### Listed entries
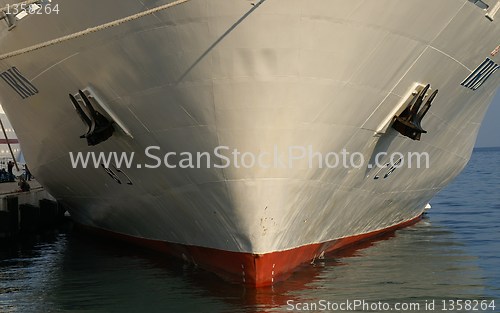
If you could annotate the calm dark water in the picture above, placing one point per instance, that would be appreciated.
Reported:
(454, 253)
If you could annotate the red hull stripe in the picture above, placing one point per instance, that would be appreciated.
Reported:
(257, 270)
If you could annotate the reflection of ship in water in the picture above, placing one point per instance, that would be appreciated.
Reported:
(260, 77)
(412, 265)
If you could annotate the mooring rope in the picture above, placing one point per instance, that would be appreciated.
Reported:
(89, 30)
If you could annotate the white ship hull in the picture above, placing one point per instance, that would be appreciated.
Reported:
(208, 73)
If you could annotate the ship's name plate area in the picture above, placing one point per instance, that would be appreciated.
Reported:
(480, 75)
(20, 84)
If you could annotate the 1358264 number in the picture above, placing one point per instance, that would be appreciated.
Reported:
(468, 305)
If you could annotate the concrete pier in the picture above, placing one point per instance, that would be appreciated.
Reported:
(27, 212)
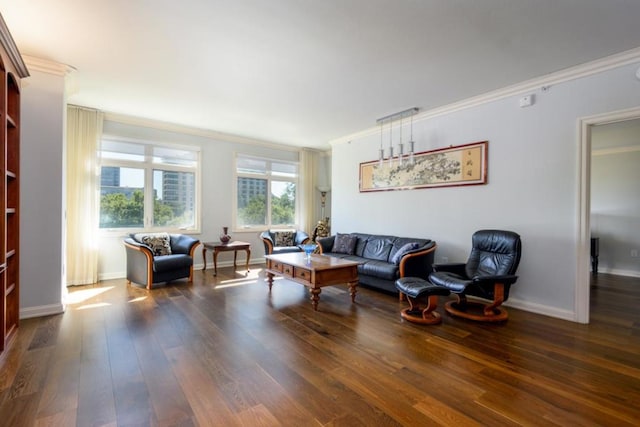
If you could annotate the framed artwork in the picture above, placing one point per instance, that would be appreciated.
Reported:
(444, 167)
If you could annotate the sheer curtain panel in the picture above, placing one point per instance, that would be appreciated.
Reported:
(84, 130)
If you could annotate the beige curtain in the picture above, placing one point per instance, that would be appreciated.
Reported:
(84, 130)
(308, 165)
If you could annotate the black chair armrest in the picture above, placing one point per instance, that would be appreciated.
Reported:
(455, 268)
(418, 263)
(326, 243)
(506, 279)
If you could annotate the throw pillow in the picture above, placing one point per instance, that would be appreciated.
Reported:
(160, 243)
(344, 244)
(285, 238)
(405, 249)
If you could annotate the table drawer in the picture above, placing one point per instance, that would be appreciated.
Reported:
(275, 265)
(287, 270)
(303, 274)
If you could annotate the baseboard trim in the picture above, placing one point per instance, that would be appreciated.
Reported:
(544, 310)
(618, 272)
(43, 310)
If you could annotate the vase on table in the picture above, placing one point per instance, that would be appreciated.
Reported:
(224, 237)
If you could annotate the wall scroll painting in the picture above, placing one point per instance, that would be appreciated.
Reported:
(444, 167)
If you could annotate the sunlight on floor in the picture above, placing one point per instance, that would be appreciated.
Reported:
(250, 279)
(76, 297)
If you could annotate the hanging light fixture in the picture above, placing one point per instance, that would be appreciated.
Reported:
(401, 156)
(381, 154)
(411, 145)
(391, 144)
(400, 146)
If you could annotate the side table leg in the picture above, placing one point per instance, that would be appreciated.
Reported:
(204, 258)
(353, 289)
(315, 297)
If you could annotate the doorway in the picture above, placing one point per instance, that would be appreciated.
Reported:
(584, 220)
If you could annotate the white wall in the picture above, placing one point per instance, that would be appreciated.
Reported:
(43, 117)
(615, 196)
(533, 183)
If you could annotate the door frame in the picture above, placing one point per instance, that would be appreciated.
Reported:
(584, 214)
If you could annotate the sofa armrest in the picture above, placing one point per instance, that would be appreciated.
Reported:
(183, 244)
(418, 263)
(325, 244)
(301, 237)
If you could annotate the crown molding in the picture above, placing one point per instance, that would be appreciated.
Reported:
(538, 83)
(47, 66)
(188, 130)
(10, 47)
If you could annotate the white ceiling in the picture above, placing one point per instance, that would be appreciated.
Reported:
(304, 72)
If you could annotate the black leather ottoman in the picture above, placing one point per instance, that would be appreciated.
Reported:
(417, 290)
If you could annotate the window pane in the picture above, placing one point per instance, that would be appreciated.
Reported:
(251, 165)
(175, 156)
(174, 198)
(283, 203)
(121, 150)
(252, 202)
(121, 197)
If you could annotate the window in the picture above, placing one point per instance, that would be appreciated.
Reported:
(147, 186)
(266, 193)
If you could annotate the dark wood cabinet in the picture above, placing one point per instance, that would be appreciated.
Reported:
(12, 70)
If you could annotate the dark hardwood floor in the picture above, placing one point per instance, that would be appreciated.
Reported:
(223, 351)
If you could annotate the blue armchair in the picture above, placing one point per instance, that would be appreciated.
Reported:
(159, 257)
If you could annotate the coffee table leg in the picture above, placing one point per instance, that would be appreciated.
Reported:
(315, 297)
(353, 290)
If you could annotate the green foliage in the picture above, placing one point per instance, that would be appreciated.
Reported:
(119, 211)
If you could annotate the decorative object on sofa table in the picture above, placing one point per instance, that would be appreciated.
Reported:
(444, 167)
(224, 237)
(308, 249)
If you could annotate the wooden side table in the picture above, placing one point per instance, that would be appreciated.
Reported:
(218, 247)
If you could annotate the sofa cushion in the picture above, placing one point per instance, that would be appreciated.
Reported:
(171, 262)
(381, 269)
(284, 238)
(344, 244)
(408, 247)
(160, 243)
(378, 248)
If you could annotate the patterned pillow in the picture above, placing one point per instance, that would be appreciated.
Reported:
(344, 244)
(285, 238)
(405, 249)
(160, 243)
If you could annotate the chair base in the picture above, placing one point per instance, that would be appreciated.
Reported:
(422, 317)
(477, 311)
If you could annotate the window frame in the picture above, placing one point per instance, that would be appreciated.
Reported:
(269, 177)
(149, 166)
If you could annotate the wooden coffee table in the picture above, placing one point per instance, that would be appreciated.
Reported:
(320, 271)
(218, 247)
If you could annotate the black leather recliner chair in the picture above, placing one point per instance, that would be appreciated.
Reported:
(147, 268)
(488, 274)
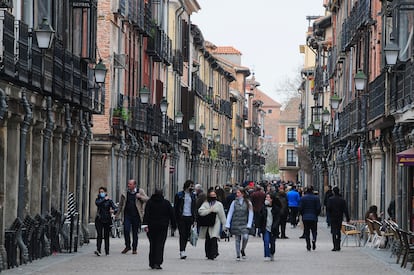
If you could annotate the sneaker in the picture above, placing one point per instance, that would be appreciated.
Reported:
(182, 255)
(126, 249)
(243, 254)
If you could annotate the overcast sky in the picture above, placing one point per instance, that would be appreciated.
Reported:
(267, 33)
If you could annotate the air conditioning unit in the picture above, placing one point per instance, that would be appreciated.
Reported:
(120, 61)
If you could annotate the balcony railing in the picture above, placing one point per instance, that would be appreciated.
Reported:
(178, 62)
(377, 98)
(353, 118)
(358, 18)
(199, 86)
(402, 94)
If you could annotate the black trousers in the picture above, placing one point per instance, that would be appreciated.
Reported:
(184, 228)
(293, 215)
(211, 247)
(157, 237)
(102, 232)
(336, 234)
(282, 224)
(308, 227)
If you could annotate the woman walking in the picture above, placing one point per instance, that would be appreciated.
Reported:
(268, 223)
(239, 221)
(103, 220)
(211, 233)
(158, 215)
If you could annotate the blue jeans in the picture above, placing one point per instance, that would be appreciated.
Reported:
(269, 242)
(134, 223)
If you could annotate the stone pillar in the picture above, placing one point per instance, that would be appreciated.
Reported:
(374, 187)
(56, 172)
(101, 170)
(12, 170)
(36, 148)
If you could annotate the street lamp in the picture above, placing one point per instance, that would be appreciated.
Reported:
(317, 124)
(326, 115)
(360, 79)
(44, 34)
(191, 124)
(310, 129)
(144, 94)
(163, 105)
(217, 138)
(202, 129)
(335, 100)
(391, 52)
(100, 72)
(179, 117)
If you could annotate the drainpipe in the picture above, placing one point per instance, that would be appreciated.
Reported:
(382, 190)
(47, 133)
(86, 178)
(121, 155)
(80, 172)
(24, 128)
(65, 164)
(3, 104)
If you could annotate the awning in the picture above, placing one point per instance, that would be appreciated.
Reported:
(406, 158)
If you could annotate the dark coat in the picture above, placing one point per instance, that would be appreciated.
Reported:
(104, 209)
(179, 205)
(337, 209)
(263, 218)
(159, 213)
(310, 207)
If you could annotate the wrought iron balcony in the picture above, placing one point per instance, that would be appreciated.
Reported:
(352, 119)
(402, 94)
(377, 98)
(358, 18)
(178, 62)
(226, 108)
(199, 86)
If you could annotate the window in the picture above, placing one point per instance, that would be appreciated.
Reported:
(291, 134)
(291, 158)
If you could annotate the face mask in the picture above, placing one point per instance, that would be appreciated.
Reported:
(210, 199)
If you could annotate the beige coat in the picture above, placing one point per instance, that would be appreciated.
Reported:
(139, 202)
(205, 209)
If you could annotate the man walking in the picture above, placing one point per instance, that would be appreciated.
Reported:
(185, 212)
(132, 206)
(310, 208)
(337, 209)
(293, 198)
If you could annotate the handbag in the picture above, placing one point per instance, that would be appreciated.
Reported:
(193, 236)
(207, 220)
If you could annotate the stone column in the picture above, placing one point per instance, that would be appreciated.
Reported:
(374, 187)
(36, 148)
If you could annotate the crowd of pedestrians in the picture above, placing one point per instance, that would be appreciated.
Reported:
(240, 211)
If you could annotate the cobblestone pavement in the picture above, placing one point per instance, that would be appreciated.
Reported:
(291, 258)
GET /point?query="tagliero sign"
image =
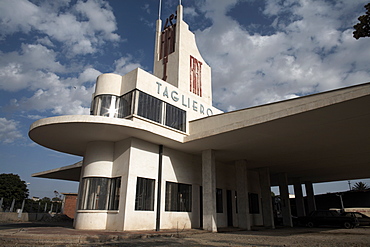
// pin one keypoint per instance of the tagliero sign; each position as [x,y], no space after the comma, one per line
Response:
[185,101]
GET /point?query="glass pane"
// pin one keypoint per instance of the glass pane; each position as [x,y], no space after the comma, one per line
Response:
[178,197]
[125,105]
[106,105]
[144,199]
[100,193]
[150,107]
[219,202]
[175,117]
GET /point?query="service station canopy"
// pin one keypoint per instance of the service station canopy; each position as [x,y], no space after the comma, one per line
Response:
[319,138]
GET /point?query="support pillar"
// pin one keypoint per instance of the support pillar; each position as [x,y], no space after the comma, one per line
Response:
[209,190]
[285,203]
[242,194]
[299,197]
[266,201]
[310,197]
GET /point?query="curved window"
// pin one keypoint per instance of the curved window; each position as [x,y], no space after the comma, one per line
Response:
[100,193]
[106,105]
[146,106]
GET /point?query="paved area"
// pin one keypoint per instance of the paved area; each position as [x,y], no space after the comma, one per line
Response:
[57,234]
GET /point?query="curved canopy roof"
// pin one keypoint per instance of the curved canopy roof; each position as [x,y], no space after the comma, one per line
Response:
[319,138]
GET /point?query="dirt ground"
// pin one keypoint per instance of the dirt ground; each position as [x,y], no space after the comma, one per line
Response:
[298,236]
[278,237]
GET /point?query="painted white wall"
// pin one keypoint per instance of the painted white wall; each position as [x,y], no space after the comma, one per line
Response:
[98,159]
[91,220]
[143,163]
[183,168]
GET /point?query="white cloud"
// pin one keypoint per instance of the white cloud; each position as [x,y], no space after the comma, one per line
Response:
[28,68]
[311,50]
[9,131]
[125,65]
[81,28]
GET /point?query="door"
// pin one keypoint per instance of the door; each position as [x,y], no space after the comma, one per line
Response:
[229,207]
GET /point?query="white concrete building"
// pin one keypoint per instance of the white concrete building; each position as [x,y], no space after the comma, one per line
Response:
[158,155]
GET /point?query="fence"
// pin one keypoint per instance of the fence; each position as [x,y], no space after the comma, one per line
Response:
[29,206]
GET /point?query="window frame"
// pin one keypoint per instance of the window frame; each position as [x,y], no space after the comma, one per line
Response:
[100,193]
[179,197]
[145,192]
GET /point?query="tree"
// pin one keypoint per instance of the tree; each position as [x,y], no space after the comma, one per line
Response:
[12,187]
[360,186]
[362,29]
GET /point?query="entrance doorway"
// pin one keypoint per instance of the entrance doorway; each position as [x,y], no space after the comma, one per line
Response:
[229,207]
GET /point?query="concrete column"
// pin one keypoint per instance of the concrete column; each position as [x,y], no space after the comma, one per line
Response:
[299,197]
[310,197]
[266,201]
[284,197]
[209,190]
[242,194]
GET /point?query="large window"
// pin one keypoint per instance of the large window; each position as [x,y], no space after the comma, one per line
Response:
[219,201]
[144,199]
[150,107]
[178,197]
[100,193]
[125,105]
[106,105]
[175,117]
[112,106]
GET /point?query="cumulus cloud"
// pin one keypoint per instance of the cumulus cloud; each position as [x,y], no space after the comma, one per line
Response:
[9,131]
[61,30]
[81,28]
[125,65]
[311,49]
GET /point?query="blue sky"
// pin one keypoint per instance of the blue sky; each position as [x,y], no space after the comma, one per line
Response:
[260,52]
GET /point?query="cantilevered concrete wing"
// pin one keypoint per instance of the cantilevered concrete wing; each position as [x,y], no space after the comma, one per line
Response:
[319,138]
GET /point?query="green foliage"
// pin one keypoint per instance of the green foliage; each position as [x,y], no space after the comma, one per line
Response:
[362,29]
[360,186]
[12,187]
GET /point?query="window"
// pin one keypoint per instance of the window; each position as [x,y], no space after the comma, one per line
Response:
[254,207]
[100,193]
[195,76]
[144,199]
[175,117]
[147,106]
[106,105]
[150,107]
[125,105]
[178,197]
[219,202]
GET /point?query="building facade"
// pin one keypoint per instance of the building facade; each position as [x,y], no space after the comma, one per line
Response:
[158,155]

### What you will do
If a line of the listing contains "wall", count it; state the final number and nothing more.

### Finished exercise
4